> [Supplied passage]

Begin

The painted rooms of the Garh Mahal of Jhalawar

In 1916 or maybe 1917, the ruler of Jhalawar State of Rajasthan, Maharaj Rana Bhawani Singh visited the temple town of Nathdwara. There was nothing unusual about his visit; the rulers of Jhalawar followed the Pushtimarg tradition, and Nathdwara was the most important religious site for the followers of that tradition.

After the Maharaj Rana had his darshan of Shrinathji, the main deity at Nathdwara, he met with the Tilakayit or the head of the Nathdwara Temple and the foremost Pushtimarg leader. Once the usual pleasantries were over, Bhawani Singh asked the Tilakayit for the loan of some artists from Nathdwara to paint the Garh Mahal or Palace, the royal residence in Jhalawar. Bhawani Singh also wanted one artist in particular, Ghasiram Hardev Sharma, the mukhiya or head of Nathdwara’s painting department.

End

> [Raw records]
Begin

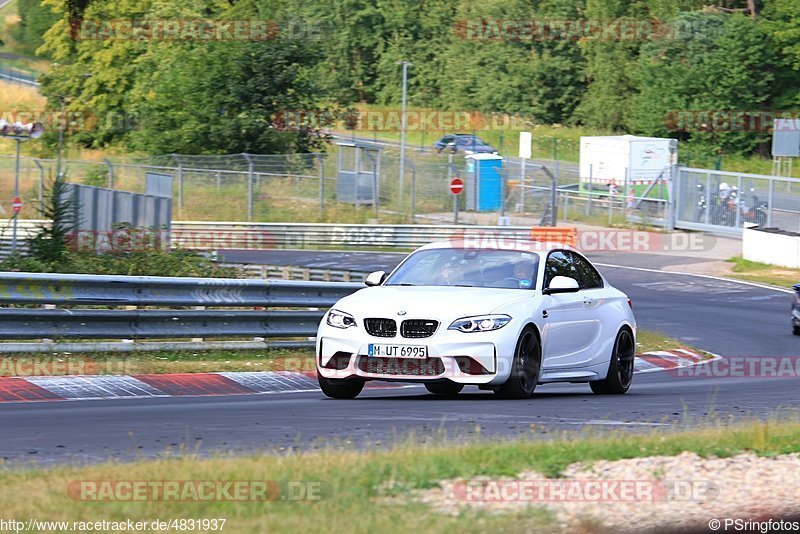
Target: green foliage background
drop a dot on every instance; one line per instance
(222, 96)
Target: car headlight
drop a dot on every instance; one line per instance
(481, 323)
(339, 319)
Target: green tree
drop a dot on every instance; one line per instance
(727, 64)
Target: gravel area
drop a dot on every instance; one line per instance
(640, 494)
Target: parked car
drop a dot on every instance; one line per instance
(502, 319)
(466, 143)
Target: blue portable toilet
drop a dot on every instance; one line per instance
(484, 182)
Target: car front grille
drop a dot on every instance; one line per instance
(418, 328)
(381, 327)
(401, 366)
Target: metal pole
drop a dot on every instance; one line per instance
(41, 183)
(555, 158)
(455, 205)
(413, 190)
(110, 173)
(502, 194)
(770, 200)
(403, 130)
(16, 194)
(180, 184)
(60, 141)
(249, 187)
(522, 184)
(321, 162)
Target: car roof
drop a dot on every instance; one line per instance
(491, 242)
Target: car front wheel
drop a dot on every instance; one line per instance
(620, 368)
(525, 367)
(340, 388)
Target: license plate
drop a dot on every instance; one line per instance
(398, 351)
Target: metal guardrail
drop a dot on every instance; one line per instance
(236, 235)
(210, 236)
(82, 290)
(18, 76)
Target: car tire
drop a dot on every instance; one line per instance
(340, 388)
(620, 368)
(525, 368)
(444, 389)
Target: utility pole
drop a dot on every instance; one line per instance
(405, 65)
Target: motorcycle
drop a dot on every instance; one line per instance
(756, 211)
(701, 203)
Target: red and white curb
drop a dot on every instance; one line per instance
(667, 360)
(86, 387)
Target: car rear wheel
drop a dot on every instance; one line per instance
(620, 369)
(340, 388)
(444, 389)
(525, 367)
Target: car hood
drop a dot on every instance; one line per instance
(430, 302)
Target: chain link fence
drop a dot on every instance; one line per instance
(303, 188)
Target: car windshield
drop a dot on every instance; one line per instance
(470, 141)
(510, 269)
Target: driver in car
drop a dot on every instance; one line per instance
(523, 274)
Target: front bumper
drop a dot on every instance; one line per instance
(480, 358)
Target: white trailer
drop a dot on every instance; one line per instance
(625, 160)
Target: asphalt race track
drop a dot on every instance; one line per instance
(727, 318)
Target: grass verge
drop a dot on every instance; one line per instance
(160, 362)
(366, 491)
(753, 271)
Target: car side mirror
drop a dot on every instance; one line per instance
(561, 284)
(375, 279)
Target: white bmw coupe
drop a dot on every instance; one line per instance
(502, 319)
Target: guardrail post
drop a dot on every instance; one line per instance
(770, 200)
(249, 187)
(180, 184)
(41, 183)
(110, 173)
(321, 163)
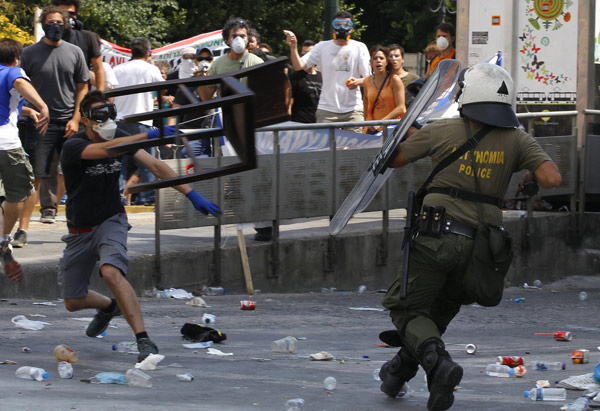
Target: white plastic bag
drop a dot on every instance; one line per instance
(22, 322)
(150, 362)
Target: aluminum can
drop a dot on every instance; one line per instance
(247, 305)
(581, 356)
(510, 361)
(563, 335)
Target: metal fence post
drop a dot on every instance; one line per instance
(274, 272)
(330, 254)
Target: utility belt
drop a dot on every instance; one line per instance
(466, 195)
(433, 221)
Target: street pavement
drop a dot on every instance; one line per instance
(255, 378)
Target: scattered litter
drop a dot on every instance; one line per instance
(193, 346)
(366, 309)
(214, 351)
(187, 377)
(580, 382)
(150, 362)
(321, 356)
(22, 322)
(197, 302)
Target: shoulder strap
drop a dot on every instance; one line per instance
(468, 145)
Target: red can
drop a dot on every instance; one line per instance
(247, 305)
(563, 335)
(510, 361)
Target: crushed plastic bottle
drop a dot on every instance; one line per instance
(330, 383)
(109, 378)
(295, 404)
(187, 377)
(64, 353)
(546, 365)
(546, 394)
(31, 373)
(65, 370)
(504, 371)
(137, 378)
(126, 347)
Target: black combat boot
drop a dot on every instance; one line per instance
(397, 372)
(443, 375)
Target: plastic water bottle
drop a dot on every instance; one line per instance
(295, 404)
(545, 365)
(330, 383)
(64, 353)
(547, 394)
(65, 370)
(31, 373)
(137, 378)
(126, 347)
(504, 371)
(579, 405)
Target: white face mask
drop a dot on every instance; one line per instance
(238, 45)
(106, 130)
(187, 68)
(442, 43)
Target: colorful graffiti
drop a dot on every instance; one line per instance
(542, 16)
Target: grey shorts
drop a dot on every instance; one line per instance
(106, 244)
(16, 174)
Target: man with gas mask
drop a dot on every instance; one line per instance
(97, 221)
(235, 34)
(445, 35)
(59, 73)
(459, 252)
(87, 41)
(343, 62)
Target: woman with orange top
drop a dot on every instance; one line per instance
(384, 92)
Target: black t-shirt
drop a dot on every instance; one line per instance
(306, 89)
(92, 185)
(87, 41)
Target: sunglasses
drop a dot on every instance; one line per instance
(102, 113)
(344, 24)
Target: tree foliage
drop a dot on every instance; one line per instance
(409, 23)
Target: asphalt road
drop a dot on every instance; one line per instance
(255, 378)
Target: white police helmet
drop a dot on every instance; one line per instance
(487, 95)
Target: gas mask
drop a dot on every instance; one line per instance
(342, 28)
(106, 130)
(73, 22)
(203, 66)
(53, 32)
(187, 68)
(442, 43)
(238, 45)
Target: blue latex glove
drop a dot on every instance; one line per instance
(202, 204)
(155, 132)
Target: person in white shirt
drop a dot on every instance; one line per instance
(138, 70)
(343, 62)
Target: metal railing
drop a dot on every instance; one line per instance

End

> [Exercise instructions]
• a. Please say whether each statement below agrees with the Garh Mahal passage, answering yes or no and quoting the words of the passage that decide it.
(i) Bhawani Singh's visit to Nathdwara took place in 1916 or 1917.
(ii) Shrinathji was the head of the Nathdwara Temple.
(iii) Ghasiram Hardev Sharma led Nathdwara's painting department.
• b. Condense the paragraph of the Garh Mahal passage that opens with "After the Maharaj Rana had his darshan" into a shorter version that keeps its main facts.
• c. Write out everything in the Garh Mahal passage from "The painted rooms" down to "of that tradition.".

> [Task answers]
• a.
(i) Yes: "In 1916 or maybe 1917, the ruler of Jhalawar State of Rajasthan, Maharaj Rana Bhawani Singh visited the temple town of Nathdwara."
(ii) No: "Shrinathji, the main deity at Nathdwara"
(iii) Yes: "Ghasiram Hardev Sharma, the mukhiya or head of Nathdwara’s painting department"

• b. After his darshan of Shrinathji, Bhawani Singh met the Tilakayit, head of the Nathdwara Temple and leading figure of Pushtimarg. He asked to borrow artists from Nathdwara to paint the Garh Mahal, the royal residence in Jhalawar. In particular, he wanted Ghasiram Hardev Sharma, head of Nathdwara’s painting department.

• c.
The painted rooms of the Garh Mahal of Jhalawar

In 1916 or maybe 1917, the ruler of Jhalawar State of Rajasthan, Maharaj Rana Bhawani Singh visited the temple town of Nathdwara. There was nothing unusual about his visit; the rulers of Jhalawar followed the Pushtimarg tradition, and Nathdwara was the most important religious site for the followers of that tradition.